* **Required work**: Arrange the lines from the one containing "Expected output, for every instance of the tree bark, the" through the end of the items as a Markdown table with the columns Row and Content, skipping blank lines and leaving out the pictures.

(Coordinate labeling data)
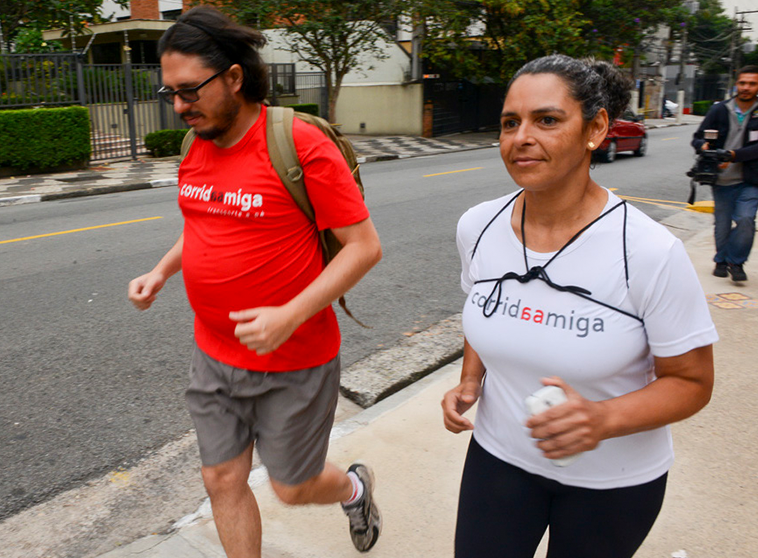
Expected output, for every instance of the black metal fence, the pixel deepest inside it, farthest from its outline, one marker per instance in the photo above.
(122, 99)
(30, 80)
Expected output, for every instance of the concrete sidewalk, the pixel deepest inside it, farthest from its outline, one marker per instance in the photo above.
(712, 499)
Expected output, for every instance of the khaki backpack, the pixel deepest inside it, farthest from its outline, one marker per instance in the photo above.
(281, 151)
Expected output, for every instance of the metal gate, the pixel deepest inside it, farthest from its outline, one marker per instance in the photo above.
(122, 98)
(462, 106)
(124, 107)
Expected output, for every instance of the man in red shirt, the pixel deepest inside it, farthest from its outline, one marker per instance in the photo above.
(266, 365)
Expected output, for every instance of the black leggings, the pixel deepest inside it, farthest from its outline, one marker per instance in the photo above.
(503, 512)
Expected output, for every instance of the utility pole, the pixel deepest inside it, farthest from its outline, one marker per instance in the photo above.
(692, 7)
(736, 35)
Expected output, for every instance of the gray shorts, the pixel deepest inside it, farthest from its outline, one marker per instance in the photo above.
(288, 415)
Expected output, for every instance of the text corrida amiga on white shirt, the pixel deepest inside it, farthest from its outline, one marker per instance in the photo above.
(519, 311)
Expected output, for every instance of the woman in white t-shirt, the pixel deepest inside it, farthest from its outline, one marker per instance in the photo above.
(570, 287)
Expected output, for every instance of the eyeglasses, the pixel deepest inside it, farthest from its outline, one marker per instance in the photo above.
(188, 95)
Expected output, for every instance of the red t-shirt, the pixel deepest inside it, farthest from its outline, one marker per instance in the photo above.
(247, 244)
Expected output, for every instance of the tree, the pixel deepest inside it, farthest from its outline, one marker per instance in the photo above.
(335, 36)
(71, 15)
(710, 36)
(625, 27)
(493, 38)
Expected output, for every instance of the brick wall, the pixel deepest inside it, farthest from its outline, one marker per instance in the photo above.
(145, 9)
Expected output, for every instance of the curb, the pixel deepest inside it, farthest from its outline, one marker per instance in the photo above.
(90, 191)
(383, 373)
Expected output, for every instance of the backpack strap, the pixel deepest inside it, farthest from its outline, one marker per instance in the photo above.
(283, 155)
(189, 137)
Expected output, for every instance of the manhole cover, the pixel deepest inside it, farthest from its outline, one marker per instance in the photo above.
(81, 178)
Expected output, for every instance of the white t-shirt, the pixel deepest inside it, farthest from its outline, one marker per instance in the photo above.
(537, 331)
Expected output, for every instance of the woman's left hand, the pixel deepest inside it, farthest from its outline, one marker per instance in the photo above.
(569, 428)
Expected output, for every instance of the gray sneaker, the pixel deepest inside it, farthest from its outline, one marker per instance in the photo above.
(364, 516)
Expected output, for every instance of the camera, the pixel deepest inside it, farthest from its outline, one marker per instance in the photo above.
(706, 168)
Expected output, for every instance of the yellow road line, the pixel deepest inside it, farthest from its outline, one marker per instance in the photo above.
(79, 230)
(660, 203)
(635, 198)
(451, 172)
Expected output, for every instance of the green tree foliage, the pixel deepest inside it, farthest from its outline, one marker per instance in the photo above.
(30, 41)
(627, 24)
(495, 37)
(336, 36)
(71, 15)
(710, 37)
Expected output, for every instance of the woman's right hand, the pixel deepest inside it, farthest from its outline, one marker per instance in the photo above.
(456, 402)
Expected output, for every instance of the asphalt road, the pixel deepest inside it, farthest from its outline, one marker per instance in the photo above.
(90, 384)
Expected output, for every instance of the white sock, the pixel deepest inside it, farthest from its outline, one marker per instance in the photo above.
(357, 488)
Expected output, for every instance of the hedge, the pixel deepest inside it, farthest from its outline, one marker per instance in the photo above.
(165, 143)
(701, 107)
(44, 138)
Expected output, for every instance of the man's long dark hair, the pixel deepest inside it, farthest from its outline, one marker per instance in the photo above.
(209, 34)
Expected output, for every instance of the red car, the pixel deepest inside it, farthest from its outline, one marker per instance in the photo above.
(626, 134)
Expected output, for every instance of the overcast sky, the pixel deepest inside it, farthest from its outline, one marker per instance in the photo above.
(742, 6)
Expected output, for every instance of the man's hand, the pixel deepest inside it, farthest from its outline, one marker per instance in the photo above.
(456, 402)
(569, 428)
(143, 289)
(264, 329)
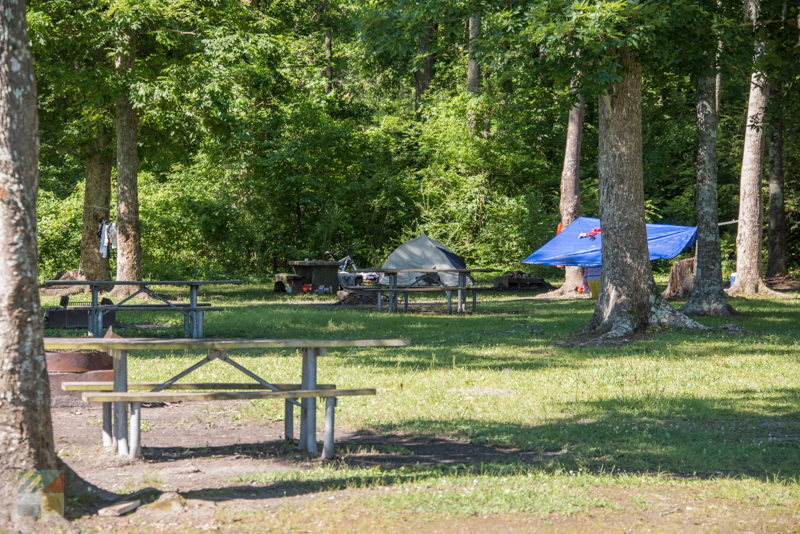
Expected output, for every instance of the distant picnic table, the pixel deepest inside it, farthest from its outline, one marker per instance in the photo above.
(118, 392)
(192, 311)
(461, 288)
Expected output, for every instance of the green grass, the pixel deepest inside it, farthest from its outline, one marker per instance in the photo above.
(673, 408)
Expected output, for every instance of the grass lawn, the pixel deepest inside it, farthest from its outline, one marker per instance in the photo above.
(678, 417)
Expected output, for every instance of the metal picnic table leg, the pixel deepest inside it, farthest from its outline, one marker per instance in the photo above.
(108, 432)
(196, 330)
(462, 293)
(308, 411)
(392, 293)
(120, 408)
(95, 318)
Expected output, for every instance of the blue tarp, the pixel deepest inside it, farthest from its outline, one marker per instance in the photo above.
(568, 248)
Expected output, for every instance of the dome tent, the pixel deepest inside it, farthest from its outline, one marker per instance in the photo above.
(424, 253)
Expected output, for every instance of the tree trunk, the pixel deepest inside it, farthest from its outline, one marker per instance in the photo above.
(570, 200)
(328, 60)
(423, 75)
(748, 237)
(707, 295)
(129, 247)
(26, 431)
(681, 280)
(473, 69)
(628, 300)
(777, 236)
(96, 207)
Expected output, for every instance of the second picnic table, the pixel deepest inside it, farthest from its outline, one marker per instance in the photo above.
(192, 312)
(217, 348)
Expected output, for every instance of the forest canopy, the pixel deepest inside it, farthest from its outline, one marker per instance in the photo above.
(273, 131)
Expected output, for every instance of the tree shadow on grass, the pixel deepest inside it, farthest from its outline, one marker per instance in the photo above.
(680, 436)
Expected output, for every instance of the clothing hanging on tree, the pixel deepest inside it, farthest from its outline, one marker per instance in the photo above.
(108, 237)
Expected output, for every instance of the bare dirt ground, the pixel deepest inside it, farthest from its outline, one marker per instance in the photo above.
(193, 453)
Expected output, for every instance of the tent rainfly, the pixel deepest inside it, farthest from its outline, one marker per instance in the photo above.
(424, 253)
(579, 244)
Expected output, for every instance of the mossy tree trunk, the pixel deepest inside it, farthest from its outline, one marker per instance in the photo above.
(129, 254)
(708, 296)
(26, 430)
(628, 300)
(96, 206)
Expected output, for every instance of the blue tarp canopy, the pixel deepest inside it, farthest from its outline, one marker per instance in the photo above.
(568, 248)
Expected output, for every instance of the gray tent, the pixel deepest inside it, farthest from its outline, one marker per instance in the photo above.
(424, 253)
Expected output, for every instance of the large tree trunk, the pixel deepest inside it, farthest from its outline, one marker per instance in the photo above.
(777, 236)
(423, 75)
(328, 41)
(628, 300)
(26, 431)
(748, 237)
(570, 200)
(473, 69)
(96, 207)
(126, 119)
(708, 296)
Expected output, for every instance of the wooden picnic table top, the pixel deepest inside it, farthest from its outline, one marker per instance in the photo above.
(145, 343)
(138, 282)
(390, 271)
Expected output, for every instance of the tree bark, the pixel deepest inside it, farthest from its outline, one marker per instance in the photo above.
(26, 430)
(96, 206)
(748, 237)
(628, 300)
(570, 200)
(473, 67)
(423, 75)
(708, 296)
(777, 235)
(328, 41)
(127, 121)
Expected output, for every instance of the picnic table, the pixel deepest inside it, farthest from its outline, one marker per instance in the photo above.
(461, 288)
(192, 311)
(309, 390)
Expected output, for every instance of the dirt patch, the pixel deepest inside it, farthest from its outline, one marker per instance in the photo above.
(194, 452)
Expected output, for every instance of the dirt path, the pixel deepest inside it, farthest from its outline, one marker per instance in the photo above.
(193, 453)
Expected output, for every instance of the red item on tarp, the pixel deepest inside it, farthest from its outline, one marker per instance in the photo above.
(593, 233)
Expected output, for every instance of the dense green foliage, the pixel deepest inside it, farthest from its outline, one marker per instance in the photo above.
(247, 160)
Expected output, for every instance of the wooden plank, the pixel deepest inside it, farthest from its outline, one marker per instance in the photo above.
(144, 307)
(146, 386)
(101, 283)
(390, 271)
(146, 343)
(418, 289)
(161, 396)
(135, 306)
(119, 509)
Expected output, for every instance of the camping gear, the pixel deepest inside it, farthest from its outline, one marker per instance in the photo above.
(521, 280)
(424, 253)
(579, 244)
(315, 273)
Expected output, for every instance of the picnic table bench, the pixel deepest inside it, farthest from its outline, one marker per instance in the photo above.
(124, 395)
(461, 288)
(193, 311)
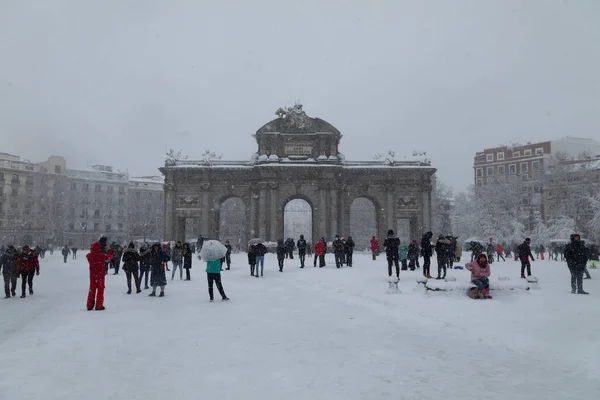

* **Solution to this task**:
| Row | Content |
|---|---|
| 1 | Expected output, for every instance of the tree bark, the pixel deepest inside it, farthest from its outline, one marker per instance in the photo above. |
| 2 | (26, 430) |
| 3 | (96, 206) |
| 4 | (748, 237) |
| 5 | (628, 300) |
| 6 | (570, 200) |
| 7 | (473, 67) |
| 8 | (423, 75) |
| 9 | (708, 296) |
| 10 | (777, 235) |
| 11 | (328, 41) |
| 12 | (127, 121) |
| 13 | Expected output, for every instance of the picnic table, the pixel deepest inside it, farthest from its outline, one marker per instance in the photo above. |
| 14 | (461, 288) |
| 15 | (192, 311) |
| 16 | (309, 390) |
| 17 | Expected output, for every instance of the dirt patch, the pixel deepest inside it, farthest from its outline, one marker per instance in the photo above. |
| 18 | (194, 452) |
| 19 | Expected output, for every instance of the dirt path, the pixel deepest inside it, farthest from its outline, one marker per instance in the photo above. |
| 20 | (193, 453) |
| 21 | Expected output, for every instance of the red item on tarp, the pixel deepest inside it, farthest from its outline, one marker per instance in the photo above. |
| 22 | (593, 233) |
| 23 | Expected output, for every instance of the dense green foliage, the pixel deepest inside it, farthest from its outline, one marker per instance in the photo above. |
| 24 | (247, 160) |
| 25 | Expected output, for every instance of the wooden plank, the pixel deepest inside it, farthest from its outline, one marker per instance in the photo above. |
| 26 | (144, 307) |
| 27 | (146, 386) |
| 28 | (101, 283) |
| 29 | (390, 271) |
| 30 | (146, 343) |
| 31 | (418, 289) |
| 32 | (161, 396) |
| 33 | (135, 306) |
| 34 | (119, 509) |
| 35 | Expected output, for every instance of the camping gear, the pixel deepest inside it, farthest from its outline, one marker per instance in the photo above. |
| 36 | (521, 280) |
| 37 | (424, 253) |
| 38 | (579, 244) |
| 39 | (315, 273) |
| 40 | Expected output, for every instance of the picnic table bench, the pixel deepest inside it, farthest from its outline, one marker per instance in the photo above. |
| 41 | (124, 395) |
| 42 | (461, 288) |
| 43 | (193, 311) |